#### SELECTED EXCERPT
╔══

By now, we’ve heard plenty about the “reproducibility crisis” in science. A lot of the stories we hear are about unscrupulous or desperate scientists who publish data that they have, to put it one way, tweaked. But despite the challenges inherent to manual lab work, the vast majority of scientists are in it for the right reasons. Therefore, the reproducibility crisis is not an issue of ethics. It is about something far more systemic in the way information is recorded and shared. In short, it is about the lack of reproducibility that no one knows is there, not even the authors of the papers where the offending data is published. It’s not about fraudulent or manipulated data, but the nature of data production which makes it unreproducible all the same.
Honest, yet unreproducible data is a major problem for science. Research shows that as many as 68% of studies are not reproducible in an industrial setting.1 The time and money that companies spend discovering that published work is not reproducible means that fewer treatments make it to market, and the ones that do are more expensive. The same way a ripple permeates outward in water, unreproducible data spreads far beyond its source, affecting every scientist who reads it, paper that cites it, and project that uses it as basis for further experimentation.
Many people have proposed myriad of potential solutions. From changing the “publish or perish” incentives in academia to crowdsourced troubleshooting, none of these solutions address a major part of the problem: methods sections. Currently, methods sections are full of vague and incomplete information, and scientists are left to make assumptions when attempting to reproduce them. Most of today’s methods sections are little better than grandma’s recipes, riddled with dozens of assumptions made by both the author and the reader, from what temperature is considered to be “room temperature,” to whether the oven is accurately calibrated to what exactly a “medium” potato means. No wonder grandma’s cooking always comes out better–she knows what she meant by all of these parameters, but we don’t.
The same thing happens in a paper’s methods section. We are all using different makes and models of equipment, our labs have different humidity and temperature levels, and we don’t usually know what kind of plastic our consumables are made of, to list just a few differences that inevitably exist between physical spaces.

How do we fix this?

╚══

Recorded data:
╔══

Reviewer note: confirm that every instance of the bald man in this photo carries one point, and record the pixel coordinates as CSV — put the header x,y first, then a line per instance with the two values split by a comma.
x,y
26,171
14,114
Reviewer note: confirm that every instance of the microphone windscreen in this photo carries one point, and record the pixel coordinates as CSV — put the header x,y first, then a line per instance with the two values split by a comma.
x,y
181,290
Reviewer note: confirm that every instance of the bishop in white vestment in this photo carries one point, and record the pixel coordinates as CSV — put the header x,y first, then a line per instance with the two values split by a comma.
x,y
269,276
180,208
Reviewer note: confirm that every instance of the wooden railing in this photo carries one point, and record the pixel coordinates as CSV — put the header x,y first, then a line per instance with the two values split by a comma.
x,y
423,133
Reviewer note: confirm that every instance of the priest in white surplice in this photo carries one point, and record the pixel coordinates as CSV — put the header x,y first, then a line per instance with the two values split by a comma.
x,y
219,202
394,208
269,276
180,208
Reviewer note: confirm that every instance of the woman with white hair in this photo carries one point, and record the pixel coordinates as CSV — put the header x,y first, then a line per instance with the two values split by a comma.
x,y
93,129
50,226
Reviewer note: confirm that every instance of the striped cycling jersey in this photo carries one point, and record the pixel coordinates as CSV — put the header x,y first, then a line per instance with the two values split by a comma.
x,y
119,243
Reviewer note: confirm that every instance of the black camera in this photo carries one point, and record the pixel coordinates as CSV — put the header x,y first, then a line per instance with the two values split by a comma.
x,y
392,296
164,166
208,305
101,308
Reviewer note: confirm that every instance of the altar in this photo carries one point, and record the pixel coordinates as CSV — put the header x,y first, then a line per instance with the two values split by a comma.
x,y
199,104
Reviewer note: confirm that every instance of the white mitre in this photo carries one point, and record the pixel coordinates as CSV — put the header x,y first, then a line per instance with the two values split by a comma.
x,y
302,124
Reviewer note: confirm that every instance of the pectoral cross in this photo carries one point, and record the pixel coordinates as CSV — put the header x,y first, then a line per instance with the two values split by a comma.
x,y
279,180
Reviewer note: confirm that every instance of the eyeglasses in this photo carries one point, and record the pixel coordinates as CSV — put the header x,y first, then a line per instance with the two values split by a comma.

╚══

#### EXERCISE TASKS
a – Decide whether each statement agrees with the reproducibility passage, answering yes or no and quoting the deciding words: (i) The reproducibility crisis is an issue of ethics. (ii) As many as 68% of studies are not reproducible in an industrial setting. (iii) Methods sections are full of precise and complete information.
b – Pick up the reproducibility passage after its closing question, "How do we fix this?", and write what comes next.
The entries above are separate material with no connection to the reproducibility passage.

#### SET OF ANSWERS
a –
(i) No: "Therefore, the reproducibility crisis is not an issue of ethics."
(ii) Yes: "Research shows that as many as 68% of studies are not reproducible in an industrial setting."
(iii) No: "Currently, methods sections are full of vague and incomplete information"

b –
In a traditional lab it’s almost impossible to rectify this due to misaligned incentives. A journal is not going to be more likely to accept your paper because your methods section is three pages long. But in a cloud lab, it’s a different story. In the process of setting up a method in a cloud lab, your protocol becomes a snippet of code that contains all of the parameters that define your experiment. In ECL’s case, Command Center already knows every setting on every instrument in our lab, from flow rates to temperature traces to materials, and everything you could ever want to know about a protocol is readily available. When you go to build your experiment, you select the options you need and when you want to run the exact same protocol again you just take the snippet of code and click “go.” And if someone else wants to run it, all they need is the same code snippet and they can click “go.” This is true reproducibility.
In the future, there won’t be any more need to email the author of a paper because you can’t get their method to work; you’ll just run the code that they published. Graduate students won’t spend hours going through the former student’s notes; they’ll find the code they need in the lab’s cloud account. And companies won’t waste time rebuilding the know-how that their former employee took with them when they left; they’ll simply run the code from their private database. The result of all of this reproducibility will be efficient science leading to more discoveries and more cures in less time.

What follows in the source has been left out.